## Gegebene Anweisung a
Bei welchem Film führte Leopoldo Savona laut dem Ausgangsdokument zum ersten Mal alleine Regie?

## Ausgangsdokument
Regisseur Leopoldo Savona, Jahrgang 1922, hatte Mitte der 50er Jahre an der Seite Giuseppe de Santis' als Assistent und Autor begonnen ("Giorni d'Amore" (Tage der Liebe, 1954)), bevor er bei "Il principe dalla maschera rossa" (Robin Hood, der schwarze Kavalier, 1955) erstmals alleine die Regie übernahm. Neben einem zeitgenössischen Beitrag zur damals populären Diskussion über die angeblich verrohende Jugend ("Le notti dei Teddy Boys" (Die Nächte sind voller Gefahren, 1959)), blieb er besonders dem "Mantel- und Degen"-Film gewogen, hatte aber zuletzt 1963 mit "I diavoli di Spartivento" (Die Teufelskerle von Dorano) einen Erfolg vorzuweisen. Sein Anfang 1964 herausgekommener, der heute nahezu unbekannte "L'ultima carica“, blieb für zwei Jahre sein letzter Film. Erst mit dem Italo-Western "El rojo" (El Rocho - Der Töter) nahm seine Karriere 1966 wieder Fahrt auf.

Sergio Garrones Anfänge lassen sich zwar noch früher finden, aber nach einer kurzen Phase als Produktions- und Regie-Assistent Ende der 40er/Anfang der 50er Jahre war er mehr als ein Jahrzehnt dem Filmgeschäft fern geblieben - auch aus finanziellen Gründen. Eine Situation, die sich offensichtlich dank des Erfolgs des Italo-Western geändert hatte, denn Garrone stieg Mitte der 60er Jahre nicht nur als Drehbuchautor, sondern auch als Produzent ein. Nach "Degueyo" (Für Dollars ins Jenseits, 1966) und "L'ultimo killer" (Rocco - Ich leg' dich um, 1967) – beide Filme verhalfen Regisseur Giuseppe Vari zu insgesamt neun Western - kam es bei "Killer Kid" (Chamaco) zum Zusammentreffen von Sergio Garrone und Leopoldo Savona. Für Garrone das Ende seiner Produzententätigkeit - nur 1972 beteiligte er sich noch einmal an der deutsch-italienischen Produktion "Io monaca... per tre carogne e sette peccatrici" (Die Rache der geschändeten Frauen) - und der letzte Schritt auf seinem Weg zur eigenen Regie. Beginnend mit "Se vuoi vivere... spara!" (Andere beten - Django schießt, 1968) sollte er in den kommenden drei Jahren noch sechs Italo-Western drehen.

## Gespeicherte Einträge
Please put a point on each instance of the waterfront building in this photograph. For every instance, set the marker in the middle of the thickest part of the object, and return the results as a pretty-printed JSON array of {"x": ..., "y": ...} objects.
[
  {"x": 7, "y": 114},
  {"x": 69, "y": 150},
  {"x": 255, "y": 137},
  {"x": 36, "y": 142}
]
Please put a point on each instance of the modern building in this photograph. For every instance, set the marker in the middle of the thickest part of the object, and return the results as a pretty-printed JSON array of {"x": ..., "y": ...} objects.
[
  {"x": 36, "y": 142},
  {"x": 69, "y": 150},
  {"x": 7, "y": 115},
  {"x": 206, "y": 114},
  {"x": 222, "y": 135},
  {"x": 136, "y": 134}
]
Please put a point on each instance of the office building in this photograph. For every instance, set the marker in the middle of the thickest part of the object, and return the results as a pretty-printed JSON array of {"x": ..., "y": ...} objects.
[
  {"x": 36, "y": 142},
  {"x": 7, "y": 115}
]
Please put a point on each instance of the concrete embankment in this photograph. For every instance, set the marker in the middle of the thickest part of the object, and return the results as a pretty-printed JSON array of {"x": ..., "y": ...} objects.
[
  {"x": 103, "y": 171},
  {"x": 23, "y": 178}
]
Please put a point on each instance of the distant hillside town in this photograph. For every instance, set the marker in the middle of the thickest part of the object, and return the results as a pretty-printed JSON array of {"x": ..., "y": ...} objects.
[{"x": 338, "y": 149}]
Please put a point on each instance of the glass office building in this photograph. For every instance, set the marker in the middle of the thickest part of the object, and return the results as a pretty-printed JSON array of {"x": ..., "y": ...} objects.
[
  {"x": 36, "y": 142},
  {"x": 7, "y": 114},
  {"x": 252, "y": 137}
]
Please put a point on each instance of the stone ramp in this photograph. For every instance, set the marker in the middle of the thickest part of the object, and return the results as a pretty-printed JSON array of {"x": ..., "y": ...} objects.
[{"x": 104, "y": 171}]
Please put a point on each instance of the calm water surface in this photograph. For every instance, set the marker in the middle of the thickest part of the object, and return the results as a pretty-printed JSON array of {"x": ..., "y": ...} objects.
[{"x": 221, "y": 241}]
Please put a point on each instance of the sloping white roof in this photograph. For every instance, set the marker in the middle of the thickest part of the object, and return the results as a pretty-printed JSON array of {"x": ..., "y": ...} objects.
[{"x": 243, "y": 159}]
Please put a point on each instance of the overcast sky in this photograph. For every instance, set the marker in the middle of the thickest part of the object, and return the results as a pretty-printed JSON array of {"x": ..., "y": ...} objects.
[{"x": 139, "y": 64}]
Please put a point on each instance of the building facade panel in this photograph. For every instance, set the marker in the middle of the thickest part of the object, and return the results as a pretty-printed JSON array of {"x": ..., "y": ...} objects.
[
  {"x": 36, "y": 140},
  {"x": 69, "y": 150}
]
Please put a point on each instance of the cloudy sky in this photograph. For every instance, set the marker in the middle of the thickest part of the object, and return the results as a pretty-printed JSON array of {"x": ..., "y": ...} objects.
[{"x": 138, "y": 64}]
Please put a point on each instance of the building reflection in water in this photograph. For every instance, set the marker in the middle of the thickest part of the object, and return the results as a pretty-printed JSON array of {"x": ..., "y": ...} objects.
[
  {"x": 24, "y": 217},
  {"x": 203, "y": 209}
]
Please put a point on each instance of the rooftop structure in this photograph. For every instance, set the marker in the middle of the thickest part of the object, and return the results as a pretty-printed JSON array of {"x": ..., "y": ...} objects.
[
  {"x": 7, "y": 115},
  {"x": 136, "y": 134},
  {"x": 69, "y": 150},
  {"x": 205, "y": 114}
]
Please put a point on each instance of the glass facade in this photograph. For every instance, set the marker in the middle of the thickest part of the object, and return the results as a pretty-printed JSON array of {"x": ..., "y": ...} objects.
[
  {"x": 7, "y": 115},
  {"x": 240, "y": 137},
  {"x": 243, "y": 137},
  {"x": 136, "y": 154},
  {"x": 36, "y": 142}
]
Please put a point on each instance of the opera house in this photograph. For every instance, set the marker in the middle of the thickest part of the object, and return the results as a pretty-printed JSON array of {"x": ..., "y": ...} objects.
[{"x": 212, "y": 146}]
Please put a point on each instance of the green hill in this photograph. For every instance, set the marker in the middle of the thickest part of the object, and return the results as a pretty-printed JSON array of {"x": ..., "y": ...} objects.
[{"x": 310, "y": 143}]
...
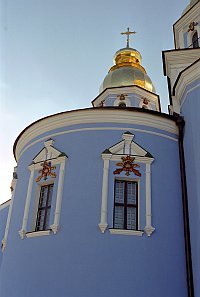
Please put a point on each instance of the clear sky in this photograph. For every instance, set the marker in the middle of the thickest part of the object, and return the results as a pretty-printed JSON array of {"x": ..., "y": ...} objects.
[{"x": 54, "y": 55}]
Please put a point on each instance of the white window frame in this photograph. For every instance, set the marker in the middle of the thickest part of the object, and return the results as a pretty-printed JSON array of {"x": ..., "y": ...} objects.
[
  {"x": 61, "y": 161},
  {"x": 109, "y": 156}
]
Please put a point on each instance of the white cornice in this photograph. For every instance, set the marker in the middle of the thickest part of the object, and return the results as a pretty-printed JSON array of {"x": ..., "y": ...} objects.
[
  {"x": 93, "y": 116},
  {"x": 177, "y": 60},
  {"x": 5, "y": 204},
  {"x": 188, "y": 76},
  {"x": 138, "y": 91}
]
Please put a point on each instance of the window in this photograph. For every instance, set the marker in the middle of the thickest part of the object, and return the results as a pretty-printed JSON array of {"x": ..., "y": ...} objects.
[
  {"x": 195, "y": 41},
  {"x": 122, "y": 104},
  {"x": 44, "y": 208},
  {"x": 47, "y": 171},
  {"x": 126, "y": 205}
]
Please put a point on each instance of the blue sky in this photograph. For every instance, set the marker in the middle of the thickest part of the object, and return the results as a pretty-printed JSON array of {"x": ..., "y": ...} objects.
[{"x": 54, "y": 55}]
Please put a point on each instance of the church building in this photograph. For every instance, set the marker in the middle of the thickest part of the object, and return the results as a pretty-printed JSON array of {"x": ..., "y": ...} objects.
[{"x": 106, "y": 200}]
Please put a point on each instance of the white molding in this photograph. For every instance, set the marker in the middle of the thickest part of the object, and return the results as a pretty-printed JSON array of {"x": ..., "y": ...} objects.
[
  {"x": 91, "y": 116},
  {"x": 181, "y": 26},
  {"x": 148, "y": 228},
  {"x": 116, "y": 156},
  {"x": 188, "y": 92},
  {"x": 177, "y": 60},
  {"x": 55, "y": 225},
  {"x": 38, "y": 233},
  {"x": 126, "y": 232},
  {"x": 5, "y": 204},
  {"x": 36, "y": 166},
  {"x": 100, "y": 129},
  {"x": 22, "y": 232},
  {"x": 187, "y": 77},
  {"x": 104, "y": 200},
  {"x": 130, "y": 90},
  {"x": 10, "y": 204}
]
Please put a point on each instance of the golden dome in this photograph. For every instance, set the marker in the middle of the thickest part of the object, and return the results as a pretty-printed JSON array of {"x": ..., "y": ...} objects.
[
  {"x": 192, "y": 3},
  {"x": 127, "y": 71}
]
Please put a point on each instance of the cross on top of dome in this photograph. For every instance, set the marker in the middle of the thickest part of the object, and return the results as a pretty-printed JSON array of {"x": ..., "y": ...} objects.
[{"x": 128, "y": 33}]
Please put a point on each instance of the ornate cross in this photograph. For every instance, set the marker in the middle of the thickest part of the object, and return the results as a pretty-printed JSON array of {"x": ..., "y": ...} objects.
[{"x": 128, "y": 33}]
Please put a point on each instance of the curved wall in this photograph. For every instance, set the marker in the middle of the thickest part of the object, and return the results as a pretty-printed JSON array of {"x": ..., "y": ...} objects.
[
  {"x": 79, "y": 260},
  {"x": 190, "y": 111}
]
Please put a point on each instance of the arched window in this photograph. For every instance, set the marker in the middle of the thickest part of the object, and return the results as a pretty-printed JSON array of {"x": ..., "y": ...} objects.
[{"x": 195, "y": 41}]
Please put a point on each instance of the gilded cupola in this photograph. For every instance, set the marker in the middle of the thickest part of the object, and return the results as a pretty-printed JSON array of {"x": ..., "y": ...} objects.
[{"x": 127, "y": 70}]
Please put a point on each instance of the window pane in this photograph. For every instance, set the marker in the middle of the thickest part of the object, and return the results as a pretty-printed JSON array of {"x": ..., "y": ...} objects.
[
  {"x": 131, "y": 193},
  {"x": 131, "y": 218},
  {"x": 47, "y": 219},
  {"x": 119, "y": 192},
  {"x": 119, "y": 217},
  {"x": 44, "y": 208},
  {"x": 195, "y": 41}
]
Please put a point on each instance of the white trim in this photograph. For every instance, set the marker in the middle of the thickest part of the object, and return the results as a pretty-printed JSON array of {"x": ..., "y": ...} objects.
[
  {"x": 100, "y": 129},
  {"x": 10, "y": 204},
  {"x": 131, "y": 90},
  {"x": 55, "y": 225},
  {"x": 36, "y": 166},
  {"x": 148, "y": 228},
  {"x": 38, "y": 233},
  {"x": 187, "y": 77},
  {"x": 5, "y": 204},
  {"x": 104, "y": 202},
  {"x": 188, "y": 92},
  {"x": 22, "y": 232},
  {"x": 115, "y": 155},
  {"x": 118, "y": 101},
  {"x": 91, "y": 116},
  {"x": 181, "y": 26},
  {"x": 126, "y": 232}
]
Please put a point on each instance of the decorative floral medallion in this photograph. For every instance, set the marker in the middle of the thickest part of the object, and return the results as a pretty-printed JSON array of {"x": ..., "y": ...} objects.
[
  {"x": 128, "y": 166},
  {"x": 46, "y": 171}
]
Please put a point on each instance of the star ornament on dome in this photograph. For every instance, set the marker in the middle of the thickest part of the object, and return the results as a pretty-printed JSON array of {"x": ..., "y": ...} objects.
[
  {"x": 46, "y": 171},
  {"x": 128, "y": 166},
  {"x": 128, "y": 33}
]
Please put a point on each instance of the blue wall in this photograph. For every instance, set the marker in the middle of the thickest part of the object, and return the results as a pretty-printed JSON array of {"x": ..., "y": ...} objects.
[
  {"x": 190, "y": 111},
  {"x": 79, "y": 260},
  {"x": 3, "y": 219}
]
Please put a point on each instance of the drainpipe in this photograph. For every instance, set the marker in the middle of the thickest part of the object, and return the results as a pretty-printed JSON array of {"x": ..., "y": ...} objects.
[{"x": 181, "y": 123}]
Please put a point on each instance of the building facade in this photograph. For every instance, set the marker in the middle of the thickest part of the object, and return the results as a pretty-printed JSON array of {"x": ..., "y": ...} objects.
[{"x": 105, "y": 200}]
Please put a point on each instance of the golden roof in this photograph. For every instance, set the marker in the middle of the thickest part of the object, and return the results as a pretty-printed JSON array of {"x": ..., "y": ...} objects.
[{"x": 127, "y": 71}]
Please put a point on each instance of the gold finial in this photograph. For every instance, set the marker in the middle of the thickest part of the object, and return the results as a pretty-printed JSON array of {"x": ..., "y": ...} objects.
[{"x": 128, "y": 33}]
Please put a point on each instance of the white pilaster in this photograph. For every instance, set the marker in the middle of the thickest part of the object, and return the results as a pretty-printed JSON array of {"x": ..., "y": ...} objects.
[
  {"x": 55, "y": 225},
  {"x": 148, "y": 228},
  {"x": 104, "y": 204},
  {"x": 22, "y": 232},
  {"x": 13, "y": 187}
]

## Gegebene Anweisung b
Suche aus den Einträgen jede Zeile heraus, in der das Wort „golden“ vorkommt, und gib sie unverändert wieder.

## Ausgearbeitete Antwort a
Bei „Il principe dalla maschera rossa“ (Robin Hood, der schwarze Kavalier, 1955).

## Ausgearbeitete Antwort b
Please put a point on each instance of the golden dome in this photograph. For every instance, set the marker in the middle of the thickest part of the object, and return the results as a pretty-printed JSON array of {"x": ..., "y": ...} objects.
Please put a point on each instance of the golden roof in this photograph. For every instance, set the marker in the middle of the thickest part of the object, and return the results as a pretty-printed JSON array of {"x": ..., "y": ...} objects.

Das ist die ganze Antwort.